#### TASKS AND EXERCISES:
1. From the forum excerpt, write out the passage between "I dunno...unless this" and "people any attention.", inclusive, word for word.
2. Answer these questions using the forum excerpt:
(a) Who was the life-size skeleton in the empty cubicle named after?
(b) On what date did kag123 post?
(c) According to kag123, what will the guy eventually do?

The lab's Halloween and Christmas decorations are company legends... Last Halloween one empty cubicle featured a life-size skeleton named after a dear colleague who left the company. 

Let's hope HR doesn't hear about it.


----------



## kag123 (Feb 6, 2012)

I dunno...unless this guy is your employee or your supervisor (sounds like both are a no?) Then I would just let it go. 

I don't give two sh!ts who likes me or doesn't like me within my company. I'm there to do a job and do it well, not worry about making friends. I find that I am very polarizing...either you like me, or you hate me. For those who hate me, I have no ill will toward them and also no desire to change their mind. I don't expect everyone to like me nor do I strive for it. I don't even pay those people any attention. 

Keep your head down, do your job, be polite but distant to this guy, ignore any comments he makes. Eventually he'll run out of ammunition and move on.


----------



## jld (Dec 1, 2013)

Labeled-object pointing rows
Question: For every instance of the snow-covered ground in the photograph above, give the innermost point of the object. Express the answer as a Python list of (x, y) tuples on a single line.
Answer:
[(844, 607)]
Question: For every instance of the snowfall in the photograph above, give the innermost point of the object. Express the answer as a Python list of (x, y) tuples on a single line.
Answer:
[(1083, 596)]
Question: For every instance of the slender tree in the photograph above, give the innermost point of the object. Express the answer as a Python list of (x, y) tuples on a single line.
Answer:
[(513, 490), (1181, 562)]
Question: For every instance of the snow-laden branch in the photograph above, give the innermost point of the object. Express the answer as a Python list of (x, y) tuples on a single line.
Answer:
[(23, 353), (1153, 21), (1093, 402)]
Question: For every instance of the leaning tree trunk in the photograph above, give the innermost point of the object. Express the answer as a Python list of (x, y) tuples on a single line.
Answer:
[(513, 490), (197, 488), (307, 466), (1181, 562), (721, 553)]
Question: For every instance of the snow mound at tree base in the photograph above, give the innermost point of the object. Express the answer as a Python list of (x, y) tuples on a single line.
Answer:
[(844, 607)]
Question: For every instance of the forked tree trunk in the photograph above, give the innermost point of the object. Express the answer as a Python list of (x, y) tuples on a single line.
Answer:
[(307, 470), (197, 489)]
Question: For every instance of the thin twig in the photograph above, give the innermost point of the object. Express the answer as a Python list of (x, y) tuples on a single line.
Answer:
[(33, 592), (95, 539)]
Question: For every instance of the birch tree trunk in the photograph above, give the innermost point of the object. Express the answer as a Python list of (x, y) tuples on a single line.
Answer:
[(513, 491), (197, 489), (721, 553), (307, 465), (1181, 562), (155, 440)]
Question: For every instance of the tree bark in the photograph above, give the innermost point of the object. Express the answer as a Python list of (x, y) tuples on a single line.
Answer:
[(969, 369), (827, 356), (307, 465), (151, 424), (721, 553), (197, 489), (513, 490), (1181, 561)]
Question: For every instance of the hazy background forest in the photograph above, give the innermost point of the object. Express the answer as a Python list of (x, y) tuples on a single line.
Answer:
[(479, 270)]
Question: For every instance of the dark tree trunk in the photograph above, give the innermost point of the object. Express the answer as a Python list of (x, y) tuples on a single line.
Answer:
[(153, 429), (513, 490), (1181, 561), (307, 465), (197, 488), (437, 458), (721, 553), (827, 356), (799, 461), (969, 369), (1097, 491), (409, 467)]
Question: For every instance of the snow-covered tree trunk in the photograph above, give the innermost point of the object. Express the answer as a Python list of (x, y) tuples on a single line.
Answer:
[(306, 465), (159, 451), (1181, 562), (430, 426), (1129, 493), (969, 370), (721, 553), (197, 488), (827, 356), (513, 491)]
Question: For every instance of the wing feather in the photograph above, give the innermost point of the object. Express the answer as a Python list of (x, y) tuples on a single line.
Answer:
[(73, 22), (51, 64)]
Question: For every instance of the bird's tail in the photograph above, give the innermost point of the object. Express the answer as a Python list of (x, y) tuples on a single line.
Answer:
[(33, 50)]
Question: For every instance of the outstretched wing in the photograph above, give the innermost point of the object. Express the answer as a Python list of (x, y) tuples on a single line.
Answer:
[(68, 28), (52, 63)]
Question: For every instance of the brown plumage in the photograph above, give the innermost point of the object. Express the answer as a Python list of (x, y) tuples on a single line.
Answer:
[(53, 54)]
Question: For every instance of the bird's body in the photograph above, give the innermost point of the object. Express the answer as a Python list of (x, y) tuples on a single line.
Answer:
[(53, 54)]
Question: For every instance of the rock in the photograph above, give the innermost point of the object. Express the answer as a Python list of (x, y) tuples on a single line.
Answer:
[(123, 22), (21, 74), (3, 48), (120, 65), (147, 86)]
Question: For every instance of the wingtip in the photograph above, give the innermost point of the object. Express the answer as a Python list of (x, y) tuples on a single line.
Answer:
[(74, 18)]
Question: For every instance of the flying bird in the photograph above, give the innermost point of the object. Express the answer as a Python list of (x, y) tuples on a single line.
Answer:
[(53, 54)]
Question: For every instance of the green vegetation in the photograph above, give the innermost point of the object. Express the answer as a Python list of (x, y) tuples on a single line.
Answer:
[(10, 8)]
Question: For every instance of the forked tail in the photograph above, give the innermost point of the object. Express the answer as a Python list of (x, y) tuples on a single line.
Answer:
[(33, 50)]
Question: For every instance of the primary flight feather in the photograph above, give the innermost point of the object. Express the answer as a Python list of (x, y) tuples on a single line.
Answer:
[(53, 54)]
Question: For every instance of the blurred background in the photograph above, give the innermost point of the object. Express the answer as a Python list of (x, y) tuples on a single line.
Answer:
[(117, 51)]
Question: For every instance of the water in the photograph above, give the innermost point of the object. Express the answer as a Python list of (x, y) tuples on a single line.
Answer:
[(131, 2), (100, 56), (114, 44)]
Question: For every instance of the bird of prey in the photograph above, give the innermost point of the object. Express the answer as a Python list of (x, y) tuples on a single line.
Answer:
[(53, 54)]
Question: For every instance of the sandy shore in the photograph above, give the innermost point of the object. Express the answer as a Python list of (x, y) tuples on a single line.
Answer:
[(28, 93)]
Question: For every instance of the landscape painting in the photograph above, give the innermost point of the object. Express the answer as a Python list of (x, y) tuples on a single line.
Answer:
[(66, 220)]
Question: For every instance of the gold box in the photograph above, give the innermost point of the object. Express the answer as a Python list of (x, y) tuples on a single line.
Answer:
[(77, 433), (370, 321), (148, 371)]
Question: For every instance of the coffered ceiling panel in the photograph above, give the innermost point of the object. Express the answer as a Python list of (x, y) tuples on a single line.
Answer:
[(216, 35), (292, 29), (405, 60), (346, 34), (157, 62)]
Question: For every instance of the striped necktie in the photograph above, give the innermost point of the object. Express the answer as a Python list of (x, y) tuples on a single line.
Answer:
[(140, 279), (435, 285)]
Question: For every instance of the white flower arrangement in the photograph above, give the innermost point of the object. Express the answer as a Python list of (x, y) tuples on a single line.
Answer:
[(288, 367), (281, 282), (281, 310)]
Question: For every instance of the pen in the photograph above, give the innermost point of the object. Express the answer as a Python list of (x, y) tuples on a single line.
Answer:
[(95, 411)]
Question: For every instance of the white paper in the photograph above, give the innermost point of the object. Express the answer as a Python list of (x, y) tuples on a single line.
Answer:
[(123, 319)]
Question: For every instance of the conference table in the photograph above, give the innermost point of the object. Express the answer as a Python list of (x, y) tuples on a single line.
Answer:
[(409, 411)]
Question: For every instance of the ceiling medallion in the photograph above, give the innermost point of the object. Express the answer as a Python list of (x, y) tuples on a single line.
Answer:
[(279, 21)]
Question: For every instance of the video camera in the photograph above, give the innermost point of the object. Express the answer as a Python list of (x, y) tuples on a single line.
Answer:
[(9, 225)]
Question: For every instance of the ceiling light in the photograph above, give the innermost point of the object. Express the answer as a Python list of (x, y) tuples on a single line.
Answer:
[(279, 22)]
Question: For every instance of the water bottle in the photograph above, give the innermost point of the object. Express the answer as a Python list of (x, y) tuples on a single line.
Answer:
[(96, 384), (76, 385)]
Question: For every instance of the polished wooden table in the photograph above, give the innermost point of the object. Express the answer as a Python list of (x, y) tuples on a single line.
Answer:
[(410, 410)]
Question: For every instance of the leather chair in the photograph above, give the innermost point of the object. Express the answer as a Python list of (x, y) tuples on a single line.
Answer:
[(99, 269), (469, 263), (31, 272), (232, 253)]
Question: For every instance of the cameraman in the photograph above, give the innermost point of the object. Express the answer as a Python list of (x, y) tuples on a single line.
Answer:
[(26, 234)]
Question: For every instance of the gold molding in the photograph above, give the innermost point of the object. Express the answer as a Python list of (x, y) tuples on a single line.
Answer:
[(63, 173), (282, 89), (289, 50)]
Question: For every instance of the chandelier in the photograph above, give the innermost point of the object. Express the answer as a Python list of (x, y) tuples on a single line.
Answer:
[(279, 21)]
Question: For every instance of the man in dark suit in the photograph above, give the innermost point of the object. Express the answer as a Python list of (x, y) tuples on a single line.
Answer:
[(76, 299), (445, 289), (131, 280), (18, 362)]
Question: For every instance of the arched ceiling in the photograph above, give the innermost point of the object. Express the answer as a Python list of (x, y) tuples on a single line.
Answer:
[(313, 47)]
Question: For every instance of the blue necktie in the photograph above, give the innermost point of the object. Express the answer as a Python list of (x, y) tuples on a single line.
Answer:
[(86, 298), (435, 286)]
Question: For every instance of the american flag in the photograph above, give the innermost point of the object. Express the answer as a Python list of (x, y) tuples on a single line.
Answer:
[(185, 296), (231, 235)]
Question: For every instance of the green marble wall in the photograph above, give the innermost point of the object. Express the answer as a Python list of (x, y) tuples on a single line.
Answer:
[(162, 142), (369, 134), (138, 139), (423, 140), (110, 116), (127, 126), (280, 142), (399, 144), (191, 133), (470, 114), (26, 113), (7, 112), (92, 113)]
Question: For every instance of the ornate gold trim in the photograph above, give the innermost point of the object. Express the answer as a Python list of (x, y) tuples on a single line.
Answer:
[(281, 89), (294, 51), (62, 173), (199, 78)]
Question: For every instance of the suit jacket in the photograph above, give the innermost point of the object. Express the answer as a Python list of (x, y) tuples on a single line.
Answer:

#### TASK ANSWERS:
1.
I dunno...unless this guy is your employee or your supervisor (sounds like both are a no?) Then I would just let it go. 

I don't give two sh!ts who likes me or doesn't like me within my company. I'm there to do a job and do it well, not worry about making friends. I find that I am very polarizing...either you like me, or you hate me. For those who hate me, I have no ill will toward them and also no desire to change their mind. I don't expect everyone to like me nor do I strive for it. I don't even pay those people any attention.

2.
(a) A dear colleague who left the company.
(b) Feb 6, 2012.
(c) He'll run out of ammunition and move on.